Collected data:

-=-=-

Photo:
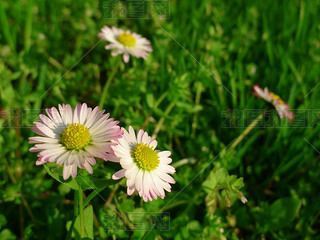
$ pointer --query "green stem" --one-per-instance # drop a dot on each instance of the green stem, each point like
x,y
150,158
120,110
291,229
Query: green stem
x,y
76,204
246,131
80,195
161,121
107,84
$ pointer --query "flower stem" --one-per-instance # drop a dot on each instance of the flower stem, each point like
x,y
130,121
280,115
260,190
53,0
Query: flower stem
x,y
76,204
107,84
80,197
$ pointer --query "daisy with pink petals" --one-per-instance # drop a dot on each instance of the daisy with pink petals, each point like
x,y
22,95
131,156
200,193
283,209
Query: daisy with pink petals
x,y
146,169
125,42
74,137
281,107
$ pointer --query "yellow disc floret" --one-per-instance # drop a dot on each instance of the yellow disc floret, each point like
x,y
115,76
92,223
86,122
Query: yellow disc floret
x,y
75,137
145,157
127,39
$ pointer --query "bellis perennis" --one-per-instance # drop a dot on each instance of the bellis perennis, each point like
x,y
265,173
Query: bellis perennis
x,y
126,43
74,137
146,169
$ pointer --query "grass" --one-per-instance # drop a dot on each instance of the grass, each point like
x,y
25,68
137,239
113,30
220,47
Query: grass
x,y
176,96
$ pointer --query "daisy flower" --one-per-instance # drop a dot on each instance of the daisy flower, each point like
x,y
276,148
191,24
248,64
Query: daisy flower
x,y
146,169
126,43
281,107
74,137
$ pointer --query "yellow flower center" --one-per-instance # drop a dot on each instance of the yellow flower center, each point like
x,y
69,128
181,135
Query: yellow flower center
x,y
275,97
127,39
145,157
75,137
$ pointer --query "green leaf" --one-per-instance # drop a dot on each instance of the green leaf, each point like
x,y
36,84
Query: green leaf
x,y
150,100
282,212
88,218
56,173
210,183
127,205
3,220
221,176
7,235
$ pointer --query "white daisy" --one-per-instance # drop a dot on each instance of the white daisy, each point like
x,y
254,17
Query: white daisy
x,y
281,106
146,169
74,137
126,43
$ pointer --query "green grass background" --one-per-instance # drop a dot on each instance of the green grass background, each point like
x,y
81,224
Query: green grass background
x,y
176,98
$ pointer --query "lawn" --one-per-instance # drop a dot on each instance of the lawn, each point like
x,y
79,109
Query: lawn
x,y
241,171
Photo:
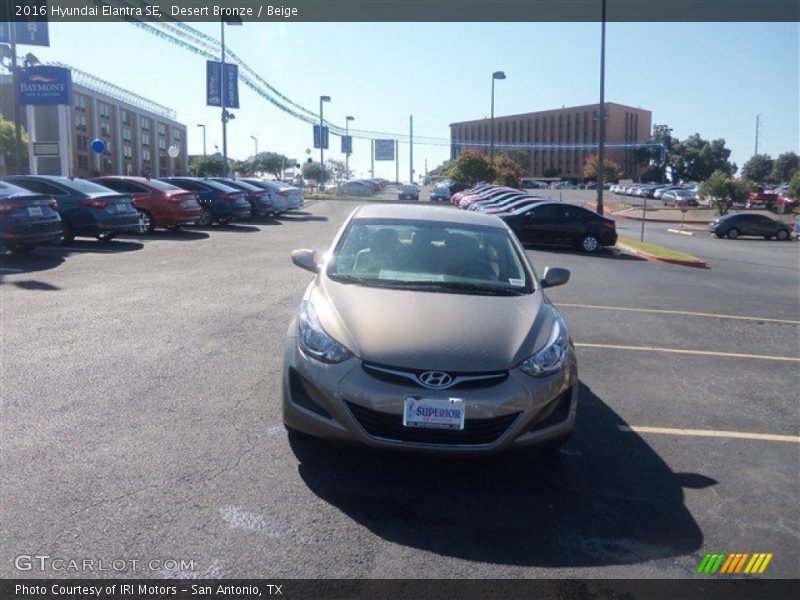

-=-=-

■ **Task objective**
Please write out the entire listing above word for word, omitting the pictures.

■ **Task solution**
Photo:
$ pointer --query "green stem" --one-per-instance # drop a dot on each instance of the green stem, each point like
x,y
150,158
120,110
291,229
Query: green stem
x,y
76,204
246,131
80,195
161,121
107,84
$ pointer --query "flower stem" --one-per-instance # drop a dot on each instance of the flower stem, each point like
x,y
130,121
280,115
260,190
53,0
Query: flower stem
x,y
76,204
107,84
80,197
$ pointer --query "daisy with pink petals" --one-per-instance # drop a dot on each instance of the daisy with pink petals, each point like
x,y
22,95
131,156
200,193
283,209
Query: daisy with pink petals
x,y
146,169
125,42
74,137
281,107
$ pointer --query "yellow disc floret" --one-per-instance # drop a dot on each instance of the yellow disc floret, each point like
x,y
115,76
92,223
86,122
Query: yellow disc floret
x,y
75,137
145,157
127,39
$ pointer --query "bellis perennis" --one-per-instance # drop a dot on each instance of the bellis perennis, each point like
x,y
265,173
Query: bellis perennis
x,y
126,43
74,137
146,169
$ pointer --query "grass" --one-per-instance # drop a dot on each instance of the grass, each point like
x,y
25,68
137,239
113,30
220,47
Query: grass
x,y
176,96
$ pointer --query "daisy flower" --one-per-instance # drop a dot on each instance of the daisy flower, each point like
x,y
276,148
191,24
248,64
Query: daisy flower
x,y
146,169
126,43
281,107
74,137
$ pointer --query "yellow flower center" --one-per-instance # drop a dot on each instance of the yellow flower center, each point like
x,y
69,128
181,135
Query: yellow flower center
x,y
275,97
127,39
145,157
75,137
$ pointer --query "green leaf" --one-per-instance # drop a dot on each instance of the green leaf, each point like
x,y
36,84
Query: green leaf
x,y
150,100
282,212
88,218
56,173
210,183
127,205
3,220
221,176
7,235
$ pointer --query "white daisy" --one-per-instance # drop a dot on each instance of the white daisy, each point like
x,y
254,17
Query: white daisy
x,y
281,106
146,169
74,137
126,43
$ pointer --query "green grass background" --one-per-instance # drop a dot on each instance of the green grass background, each point like
x,y
81,224
Query: green grass background
x,y
176,98
$ pointer --query "lawn" --one-per-instance # drop a dot on each instance of the lawn, each point like
x,y
79,109
Query: lawn
x,y
241,171
Photo:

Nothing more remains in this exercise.